::: TRECHO FORNECIDO

Doutora em direito processual, a mineira aprova regra do CNJ para paridade de gênero em promoções por merecimento. Ressalta, porém, que é preciso também equidade racial no Judiciário
Primeira mulher negra a assumir como ministra substituta do Tribunal Superior Eleitoral (TSE), Edilene Lôbo é direta ao cobrar que toda a sociedade brasileira reflita – e aja – sobre as desigualdades de gênero e de raça no país, inclusive no Judiciário nacional.
“Nós temos apenas uma mulher autodeclarada negra como senadora federal; no Judiciário, somos pouco mais que 5%; temos 30 deputadas negras, o equivalente a 6% da Câmara dos Deputados. Negras ocupam somente 3% dos cargos de liderança no mundo corporativo. Ao mesmo tempo, 65% das empregadas domésticas são negras. Precisamos enfrentar os números, e a primeira providência é esta aqui, falar do assunto, adotarmos medidas e verdadeiramente, mudarmos”, afirmou.
Durante entrevista para o PT Senado, a ministra sustentou que a educação é um ponto crucial para o desenvolvimento de uma nação. “Ter acesso a um ensino de qualidade é um passo fundamental para mudar muitas realidades deste país. Ela é direito de todos, independentemente de gênero, cor ou qualquer diferença que possamos encontrar”, reiterou.
Edilene afirma que sua trajetória de vida teve três pilares fundamentais em um país que ainda engatinha na luta contra séculos de preconceitos: a perseverança, a resistência e a solidariedade.
Regra para equidade na promoção de juízes
É por essa trajetória que a primeira mulher negra a participar de um julgamento num tribunal superior do país defende a criação da regra que promove a paridade de gênero no preenchimento de vagas de juízes da 2ª instância nos tribunais federais, estaduais, militares e trabalhistas, nas promoções por merecimento.
Ela explica: “Mulheres, em geral, são 38% da magistratura no Brasil, com critério de seleção por meio de concurso público. Nos tribunais intermediários, quando os critérios são políticos, esses números caem absurdamente. Sem dúvidas, essa medida nos diz que é possível interferir nessa realidade, e rapidamente. A Resolução 255, que instituiu a política nacional de incentivo à participação feminina no Conselho Nacional de Justiça (CNJ) é fundamental, e foi a ministra do STF Cármen Lúcia quem abriu essa enorme porta. Tenho a certeza de que esta medida inspira e guia os passos de muitas outras mulheres. Precisamos da paridade de gênero e de equidade racial nos espaços do Judiciário brasileiro”.

::::::

**QUESTÕES PROPOSTAS**
**a)** Responda, com base no texto sobre a ministra Edilene Lôbo:
(i) Que percentual da magistratura no Brasil corresponde a mulheres?
(ii) Quais são os três pilares da trajetória de vida de Edilene Lôbo?
(iii) Quem abriu a porta mencionada a propósito da Resolução 255?
**b)** Dê continuidade ao texto sobre a ministra Edilene Lôbo a partir de sua última frase.

::: LISTAGEM DE DADOS

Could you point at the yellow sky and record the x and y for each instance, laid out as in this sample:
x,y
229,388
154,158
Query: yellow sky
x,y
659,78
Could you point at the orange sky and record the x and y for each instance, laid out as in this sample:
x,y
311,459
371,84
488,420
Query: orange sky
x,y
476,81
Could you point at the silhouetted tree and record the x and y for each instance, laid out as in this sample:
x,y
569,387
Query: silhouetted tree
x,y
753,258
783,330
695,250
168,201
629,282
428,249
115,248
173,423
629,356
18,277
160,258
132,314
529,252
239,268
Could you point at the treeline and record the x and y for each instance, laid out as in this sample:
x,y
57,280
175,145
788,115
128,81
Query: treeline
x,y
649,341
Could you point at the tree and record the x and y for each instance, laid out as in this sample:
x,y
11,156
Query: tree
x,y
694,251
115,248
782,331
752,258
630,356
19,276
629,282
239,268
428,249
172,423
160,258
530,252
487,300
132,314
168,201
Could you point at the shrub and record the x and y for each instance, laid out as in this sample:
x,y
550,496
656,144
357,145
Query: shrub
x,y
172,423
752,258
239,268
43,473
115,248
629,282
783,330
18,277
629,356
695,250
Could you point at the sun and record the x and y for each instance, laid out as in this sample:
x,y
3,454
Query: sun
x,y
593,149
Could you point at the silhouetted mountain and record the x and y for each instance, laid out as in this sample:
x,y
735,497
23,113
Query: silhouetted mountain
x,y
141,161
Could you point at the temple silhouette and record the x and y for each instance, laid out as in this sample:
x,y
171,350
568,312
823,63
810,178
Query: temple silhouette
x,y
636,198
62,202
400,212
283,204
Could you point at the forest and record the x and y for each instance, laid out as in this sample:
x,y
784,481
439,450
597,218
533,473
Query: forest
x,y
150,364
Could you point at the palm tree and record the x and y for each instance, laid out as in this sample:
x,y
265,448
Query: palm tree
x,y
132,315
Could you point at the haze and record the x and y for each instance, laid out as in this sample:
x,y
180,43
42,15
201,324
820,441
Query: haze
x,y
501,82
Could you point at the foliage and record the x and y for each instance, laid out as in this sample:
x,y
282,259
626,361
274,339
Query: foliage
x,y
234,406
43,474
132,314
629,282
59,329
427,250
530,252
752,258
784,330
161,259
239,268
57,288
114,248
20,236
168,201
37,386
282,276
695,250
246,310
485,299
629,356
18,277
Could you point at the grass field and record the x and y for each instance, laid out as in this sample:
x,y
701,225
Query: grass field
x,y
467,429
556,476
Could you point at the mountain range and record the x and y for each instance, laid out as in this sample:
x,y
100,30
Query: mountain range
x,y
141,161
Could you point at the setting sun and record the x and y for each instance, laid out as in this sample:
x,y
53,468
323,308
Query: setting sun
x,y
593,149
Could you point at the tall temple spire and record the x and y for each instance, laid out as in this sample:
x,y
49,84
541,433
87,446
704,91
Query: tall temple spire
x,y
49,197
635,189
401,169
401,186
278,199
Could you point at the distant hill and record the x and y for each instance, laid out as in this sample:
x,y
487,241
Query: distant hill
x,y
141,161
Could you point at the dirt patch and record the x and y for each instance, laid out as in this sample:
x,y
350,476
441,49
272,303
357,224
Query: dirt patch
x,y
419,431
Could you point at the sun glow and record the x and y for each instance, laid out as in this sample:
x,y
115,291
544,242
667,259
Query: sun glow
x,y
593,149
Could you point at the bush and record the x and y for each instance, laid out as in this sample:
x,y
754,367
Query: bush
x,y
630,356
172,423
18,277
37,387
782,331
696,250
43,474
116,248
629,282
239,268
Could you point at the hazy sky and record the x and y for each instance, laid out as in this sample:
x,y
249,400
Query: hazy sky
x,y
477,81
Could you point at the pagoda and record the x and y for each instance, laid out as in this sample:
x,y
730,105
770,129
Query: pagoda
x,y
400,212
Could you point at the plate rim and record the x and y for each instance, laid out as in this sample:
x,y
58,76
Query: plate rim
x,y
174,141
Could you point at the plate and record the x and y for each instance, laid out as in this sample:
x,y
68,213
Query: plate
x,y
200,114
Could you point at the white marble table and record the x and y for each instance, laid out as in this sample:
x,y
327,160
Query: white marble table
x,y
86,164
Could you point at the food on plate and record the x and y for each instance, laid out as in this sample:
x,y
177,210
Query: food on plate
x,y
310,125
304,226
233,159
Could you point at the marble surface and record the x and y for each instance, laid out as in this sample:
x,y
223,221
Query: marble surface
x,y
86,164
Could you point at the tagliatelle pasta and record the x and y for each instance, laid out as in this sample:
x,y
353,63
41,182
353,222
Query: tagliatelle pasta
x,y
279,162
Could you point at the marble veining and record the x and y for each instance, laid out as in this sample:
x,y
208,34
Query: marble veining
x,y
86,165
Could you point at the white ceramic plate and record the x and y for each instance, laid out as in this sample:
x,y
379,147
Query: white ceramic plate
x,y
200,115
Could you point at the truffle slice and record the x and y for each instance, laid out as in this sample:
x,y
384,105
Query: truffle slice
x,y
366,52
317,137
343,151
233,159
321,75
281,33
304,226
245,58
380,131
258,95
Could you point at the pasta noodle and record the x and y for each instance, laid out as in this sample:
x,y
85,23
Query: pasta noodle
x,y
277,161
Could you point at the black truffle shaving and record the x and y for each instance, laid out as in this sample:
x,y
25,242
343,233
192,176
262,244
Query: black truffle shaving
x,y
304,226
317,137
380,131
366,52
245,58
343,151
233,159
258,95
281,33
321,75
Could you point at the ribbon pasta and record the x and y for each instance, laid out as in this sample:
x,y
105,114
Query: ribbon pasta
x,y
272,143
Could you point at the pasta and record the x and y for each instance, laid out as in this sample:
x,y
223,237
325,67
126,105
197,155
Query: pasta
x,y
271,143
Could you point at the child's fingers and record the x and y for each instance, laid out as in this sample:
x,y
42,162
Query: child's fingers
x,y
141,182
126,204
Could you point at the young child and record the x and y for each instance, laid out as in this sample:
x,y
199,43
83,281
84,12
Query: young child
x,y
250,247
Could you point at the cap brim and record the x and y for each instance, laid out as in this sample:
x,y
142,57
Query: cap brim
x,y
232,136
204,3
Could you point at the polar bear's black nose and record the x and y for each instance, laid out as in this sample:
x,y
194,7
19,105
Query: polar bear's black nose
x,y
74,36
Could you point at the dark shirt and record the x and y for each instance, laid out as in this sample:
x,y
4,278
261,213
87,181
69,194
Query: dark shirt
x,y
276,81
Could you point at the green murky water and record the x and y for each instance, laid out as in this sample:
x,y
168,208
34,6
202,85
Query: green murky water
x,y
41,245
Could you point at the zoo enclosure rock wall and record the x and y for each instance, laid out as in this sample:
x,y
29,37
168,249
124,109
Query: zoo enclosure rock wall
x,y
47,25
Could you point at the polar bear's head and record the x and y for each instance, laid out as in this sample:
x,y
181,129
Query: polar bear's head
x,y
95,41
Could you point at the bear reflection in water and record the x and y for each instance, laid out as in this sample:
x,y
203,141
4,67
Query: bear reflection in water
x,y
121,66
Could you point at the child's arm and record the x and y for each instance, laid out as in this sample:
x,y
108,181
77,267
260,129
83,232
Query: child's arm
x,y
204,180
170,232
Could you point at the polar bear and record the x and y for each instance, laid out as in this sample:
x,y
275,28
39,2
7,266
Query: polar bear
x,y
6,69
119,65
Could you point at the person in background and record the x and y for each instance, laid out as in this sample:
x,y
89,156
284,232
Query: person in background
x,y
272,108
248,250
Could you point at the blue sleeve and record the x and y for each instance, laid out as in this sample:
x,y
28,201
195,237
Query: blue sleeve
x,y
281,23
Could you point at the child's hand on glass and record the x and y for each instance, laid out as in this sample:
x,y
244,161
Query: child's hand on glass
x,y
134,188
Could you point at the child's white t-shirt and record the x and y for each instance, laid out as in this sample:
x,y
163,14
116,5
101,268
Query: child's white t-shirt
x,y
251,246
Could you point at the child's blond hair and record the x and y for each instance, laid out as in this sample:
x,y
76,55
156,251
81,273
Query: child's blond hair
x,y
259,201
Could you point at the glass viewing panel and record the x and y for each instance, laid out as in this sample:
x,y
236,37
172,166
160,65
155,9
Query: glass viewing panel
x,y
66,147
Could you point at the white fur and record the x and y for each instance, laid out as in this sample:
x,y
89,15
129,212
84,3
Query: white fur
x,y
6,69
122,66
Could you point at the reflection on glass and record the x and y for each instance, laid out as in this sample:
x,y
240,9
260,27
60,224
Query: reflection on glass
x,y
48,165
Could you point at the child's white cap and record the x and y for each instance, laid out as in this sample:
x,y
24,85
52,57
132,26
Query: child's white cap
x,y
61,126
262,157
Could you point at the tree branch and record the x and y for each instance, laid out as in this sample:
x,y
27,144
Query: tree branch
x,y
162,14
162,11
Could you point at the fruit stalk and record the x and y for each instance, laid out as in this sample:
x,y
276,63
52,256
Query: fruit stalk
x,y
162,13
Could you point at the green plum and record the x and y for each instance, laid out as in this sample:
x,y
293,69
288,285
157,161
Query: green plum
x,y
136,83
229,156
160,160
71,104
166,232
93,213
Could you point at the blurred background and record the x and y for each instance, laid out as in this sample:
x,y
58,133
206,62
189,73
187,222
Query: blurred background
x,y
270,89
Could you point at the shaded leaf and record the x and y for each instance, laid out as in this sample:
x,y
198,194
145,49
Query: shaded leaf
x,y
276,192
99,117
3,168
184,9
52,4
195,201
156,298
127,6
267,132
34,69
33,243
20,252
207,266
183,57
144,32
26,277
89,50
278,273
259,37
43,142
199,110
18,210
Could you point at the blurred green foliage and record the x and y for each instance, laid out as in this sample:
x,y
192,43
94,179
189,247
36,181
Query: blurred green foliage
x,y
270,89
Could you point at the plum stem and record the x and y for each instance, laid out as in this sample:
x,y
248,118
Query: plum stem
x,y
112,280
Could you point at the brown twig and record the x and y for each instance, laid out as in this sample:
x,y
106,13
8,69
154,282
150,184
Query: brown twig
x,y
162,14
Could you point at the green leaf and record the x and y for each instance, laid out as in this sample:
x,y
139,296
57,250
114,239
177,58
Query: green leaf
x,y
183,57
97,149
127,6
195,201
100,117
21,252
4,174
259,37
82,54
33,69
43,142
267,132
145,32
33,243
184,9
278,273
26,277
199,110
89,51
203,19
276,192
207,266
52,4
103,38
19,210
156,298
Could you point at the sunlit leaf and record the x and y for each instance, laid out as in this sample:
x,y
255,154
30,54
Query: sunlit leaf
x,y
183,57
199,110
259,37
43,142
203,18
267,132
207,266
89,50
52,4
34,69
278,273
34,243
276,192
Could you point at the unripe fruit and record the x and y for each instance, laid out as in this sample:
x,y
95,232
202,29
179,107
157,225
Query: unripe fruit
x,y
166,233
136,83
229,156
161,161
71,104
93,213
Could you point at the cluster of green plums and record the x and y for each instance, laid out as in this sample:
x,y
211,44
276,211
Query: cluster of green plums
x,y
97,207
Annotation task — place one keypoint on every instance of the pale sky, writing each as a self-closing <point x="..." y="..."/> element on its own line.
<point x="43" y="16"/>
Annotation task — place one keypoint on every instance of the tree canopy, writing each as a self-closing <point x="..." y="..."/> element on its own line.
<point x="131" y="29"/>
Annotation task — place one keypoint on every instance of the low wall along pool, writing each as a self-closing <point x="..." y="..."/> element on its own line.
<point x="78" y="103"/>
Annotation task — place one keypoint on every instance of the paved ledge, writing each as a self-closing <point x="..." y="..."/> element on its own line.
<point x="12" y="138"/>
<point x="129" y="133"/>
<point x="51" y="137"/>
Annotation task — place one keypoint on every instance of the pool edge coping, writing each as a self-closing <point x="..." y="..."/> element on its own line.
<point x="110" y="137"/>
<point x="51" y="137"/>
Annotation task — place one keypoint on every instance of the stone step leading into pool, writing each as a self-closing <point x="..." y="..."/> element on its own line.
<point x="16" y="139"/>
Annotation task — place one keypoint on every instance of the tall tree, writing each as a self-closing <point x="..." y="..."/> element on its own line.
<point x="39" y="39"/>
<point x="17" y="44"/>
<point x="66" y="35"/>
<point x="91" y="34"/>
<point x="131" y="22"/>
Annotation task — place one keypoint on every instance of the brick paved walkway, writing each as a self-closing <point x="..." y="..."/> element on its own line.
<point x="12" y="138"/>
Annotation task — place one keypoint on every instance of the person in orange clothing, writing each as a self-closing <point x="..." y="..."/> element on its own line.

::::::

**RESPOSTAS POR ITEM**
**a)**
(i) 38%.
(ii) A perseverança, a resistência e a solidariedade.
(iii) A ministra do STF Cármen Lúcia.

**b)**
Relembrando a sua primeira sessão no TSE, Edilene mostra imenso orgulho, mas fala da grande responsabilidade de ser a primeira mulher negra a ocupar uma cadeira na Corte máxima da Justiça Eleitoral. “Este lugar e esta missão são a um só tempo resultado e ponto de partida de lutas históricas de grupos minorizados para vencer uma herança de desigualdade de oportunidades que precisa ser superada em nossa nação”, disse a ministra em seu discurso de posse.
Mineira, 19 irmãos, doutora
De Taiobeiras, a mineira Edilene Lobo vem de família humilde. Ela tem 19 irmãos, e, assim como relembra os ensinamentos de seus pais, fala também do carinho pelos irmãos. “Maria Helena, minha irmã, que está aqui, no meu coração. Helena tinha sofrimento mental e foi empregada doméstica, recentemente vinha alcançando uma melhor qualidade de vida, mas, infelizmente, a perdemos para a Covid-19. A exemplo dela, luto para que nós, mulheres negras, tenhamos cada vez mais, espaço, respeito e voz”.
A ministra deixou um recado para as mulheres negras. “Quando falamos de mulheres negras, estamos falando da maioria das mulheres brasileiras. A liderança feminina negra deve olhar sempre para sua irmã, para as meninas negras, pois é através do coletivo que somamos a força necessária para termos dignidade, oportunidade e reconhecimento, nada mais do que o direito de todos, independentemente da posição social e muito menos da sua cor”, finalizou.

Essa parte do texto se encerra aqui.